● Required work:
Format every line of the entries below as a JSON array of strings, one string per line, and omit any blank lines.

[Object detection data]
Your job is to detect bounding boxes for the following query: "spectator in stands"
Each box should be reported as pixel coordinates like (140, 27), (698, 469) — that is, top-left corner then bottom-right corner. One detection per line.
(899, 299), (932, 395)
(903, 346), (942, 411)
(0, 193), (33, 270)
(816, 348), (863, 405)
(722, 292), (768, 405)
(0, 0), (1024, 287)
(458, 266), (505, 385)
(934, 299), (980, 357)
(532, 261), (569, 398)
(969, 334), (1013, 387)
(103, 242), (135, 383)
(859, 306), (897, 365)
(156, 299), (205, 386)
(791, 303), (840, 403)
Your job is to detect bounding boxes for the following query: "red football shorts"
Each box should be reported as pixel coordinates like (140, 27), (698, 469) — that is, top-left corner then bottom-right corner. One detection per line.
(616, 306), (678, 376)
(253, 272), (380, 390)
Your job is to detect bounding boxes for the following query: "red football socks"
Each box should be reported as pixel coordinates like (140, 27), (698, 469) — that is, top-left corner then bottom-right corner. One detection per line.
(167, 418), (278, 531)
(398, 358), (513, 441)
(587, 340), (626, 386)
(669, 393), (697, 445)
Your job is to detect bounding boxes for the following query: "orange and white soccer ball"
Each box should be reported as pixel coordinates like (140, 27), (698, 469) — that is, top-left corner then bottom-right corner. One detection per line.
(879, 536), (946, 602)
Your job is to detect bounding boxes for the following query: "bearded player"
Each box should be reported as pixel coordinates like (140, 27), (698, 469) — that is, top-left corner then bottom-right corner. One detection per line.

● Written answer:
[
  "Your job is to detect bounding boxes for the following query: \"spectator in stands\"",
  "Each box should be reported as pixel coordinates like (140, 27), (698, 469) — that is, top-left corner then bottom-right corner. One detection per line.",
  "(899, 299), (932, 395)",
  "(903, 346), (942, 411)",
  "(0, 193), (33, 270)",
  "(816, 348), (863, 405)",
  "(722, 292), (768, 405)",
  "(0, 0), (1024, 287)",
  "(458, 266), (505, 385)",
  "(934, 299), (980, 357)",
  "(532, 261), (569, 398)",
  "(969, 334), (1013, 387)",
  "(103, 242), (135, 383)",
  "(859, 306), (897, 365)",
  "(156, 299), (205, 386)",
  "(791, 303), (840, 403)",
  "Your job is to detect bounding boxes for the following query: \"red football shorts\"",
  "Each box should be reported as pixel coordinates like (140, 27), (698, 469) — that is, top-left corner then bottom-right corner. One detection per line.",
  "(616, 306), (678, 376)",
  "(253, 272), (380, 390)",
  "Your job is to detect bounding boxes for the following query: \"red football socks\"",
  "Each box should be reported as pixel coordinates like (140, 27), (698, 469) — that is, top-left corner then bottom-right corner. One detection per line.",
  "(167, 418), (278, 531)",
  "(398, 358), (513, 441)",
  "(587, 340), (626, 386)",
  "(669, 393), (697, 445)",
  "Your job is to detect bounding boxes for the following query: \"orange and white soccer ball\"",
  "Each box should be reported as pixel coordinates like (140, 27), (698, 469) — that is, top-left corner then bottom-right corner. One detection per line.",
  "(879, 536), (946, 602)",
  "Your job is to detect bounding boxes for the following query: \"bearded player\"",
  "Each box should be reported as pixel coordinates like (140, 27), (698, 469) — that is, top-left corner then bottom-right corner. One detection per line."
]